## [Requirement]
Copy the material from its first line through the line containing "point(574, 48)", inclusive, keeping every line, and shift each point coordinate in the answers by -8.

## [Exercise inputs]
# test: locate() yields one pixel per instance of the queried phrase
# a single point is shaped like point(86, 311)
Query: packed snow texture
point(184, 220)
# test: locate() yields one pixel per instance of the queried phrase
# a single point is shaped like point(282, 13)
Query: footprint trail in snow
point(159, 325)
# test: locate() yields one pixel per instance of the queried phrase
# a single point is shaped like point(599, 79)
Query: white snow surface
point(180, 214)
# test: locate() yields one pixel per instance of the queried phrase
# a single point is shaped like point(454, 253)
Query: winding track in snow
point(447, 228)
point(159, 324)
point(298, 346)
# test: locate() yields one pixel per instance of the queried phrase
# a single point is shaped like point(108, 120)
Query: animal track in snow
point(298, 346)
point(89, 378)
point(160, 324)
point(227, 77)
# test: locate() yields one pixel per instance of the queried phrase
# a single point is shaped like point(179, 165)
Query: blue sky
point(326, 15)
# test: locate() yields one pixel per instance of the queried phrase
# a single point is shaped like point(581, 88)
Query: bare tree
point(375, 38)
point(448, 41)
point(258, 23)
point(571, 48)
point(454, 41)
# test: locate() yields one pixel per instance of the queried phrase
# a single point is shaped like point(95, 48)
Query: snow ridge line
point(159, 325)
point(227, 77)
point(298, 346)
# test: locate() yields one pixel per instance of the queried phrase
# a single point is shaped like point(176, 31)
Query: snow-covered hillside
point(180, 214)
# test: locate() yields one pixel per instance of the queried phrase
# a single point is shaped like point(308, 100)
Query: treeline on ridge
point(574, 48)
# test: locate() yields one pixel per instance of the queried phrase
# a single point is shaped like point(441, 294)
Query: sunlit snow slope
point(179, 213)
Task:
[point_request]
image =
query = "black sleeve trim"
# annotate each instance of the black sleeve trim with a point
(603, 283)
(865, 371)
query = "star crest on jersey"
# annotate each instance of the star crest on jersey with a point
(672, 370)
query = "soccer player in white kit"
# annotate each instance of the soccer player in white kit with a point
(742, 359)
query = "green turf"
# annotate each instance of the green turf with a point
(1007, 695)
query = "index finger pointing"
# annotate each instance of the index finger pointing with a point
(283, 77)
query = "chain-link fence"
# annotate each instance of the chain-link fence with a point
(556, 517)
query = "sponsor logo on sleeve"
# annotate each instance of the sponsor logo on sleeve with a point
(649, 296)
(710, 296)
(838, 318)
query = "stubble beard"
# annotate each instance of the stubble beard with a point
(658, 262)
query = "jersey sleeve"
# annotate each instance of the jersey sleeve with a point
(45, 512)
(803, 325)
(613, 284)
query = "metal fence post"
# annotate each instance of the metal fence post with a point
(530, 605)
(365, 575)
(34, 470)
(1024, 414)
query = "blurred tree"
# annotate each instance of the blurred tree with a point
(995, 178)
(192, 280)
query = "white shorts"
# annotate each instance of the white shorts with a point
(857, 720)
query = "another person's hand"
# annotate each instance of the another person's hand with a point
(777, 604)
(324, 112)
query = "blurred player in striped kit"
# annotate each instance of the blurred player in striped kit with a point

## [Completed task]
# test: locate() yields one pixel per instance of the queried phrase
# a single point is shaped like point(86, 311)
Query: packed snow texture
point(176, 212)
# test: locate() yields one pixel per instance of the queried phrase
# a single point is shaped like point(282, 13)
Query: footprint trail in snow
point(151, 317)
# test: locate() yields one pixel per instance of the queried phrase
# a single point is shaped like point(599, 79)
Query: white snow surface
point(172, 206)
# test: locate() yields one pixel per instance of the queried phrase
# a single point is shaped like point(454, 253)
Query: winding track in snow
point(439, 220)
point(151, 316)
point(290, 338)
# test: locate() yields one pixel per instance of the queried phrase
# a single point is shaped like point(108, 120)
Query: animal track in snow
point(290, 338)
point(81, 370)
point(152, 316)
point(219, 69)
# test: locate() yields one pixel per instance of the queried phrase
# a single point is shaped like point(179, 165)
Query: blue sky
point(318, 7)
# test: locate() yields one pixel per instance of the queried phrase
# a single point is shaped like point(581, 88)
Query: bare tree
point(367, 30)
point(440, 33)
point(250, 15)
point(563, 40)
point(446, 33)
# test: locate() yields one pixel per instance of the queried phrase
# a single point is shaped like point(95, 48)
Query: snow ridge line
point(151, 317)
point(219, 69)
point(290, 338)
# test: locate() yields one pixel per instance of the queried phrase
# a single point is shaped like point(176, 31)
Query: snow-covered hillside
point(172, 206)
# test: locate() yields one pixel per instance of the queried phrase
# a single point is shaped like point(308, 100)
Query: treeline on ridge
point(566, 40)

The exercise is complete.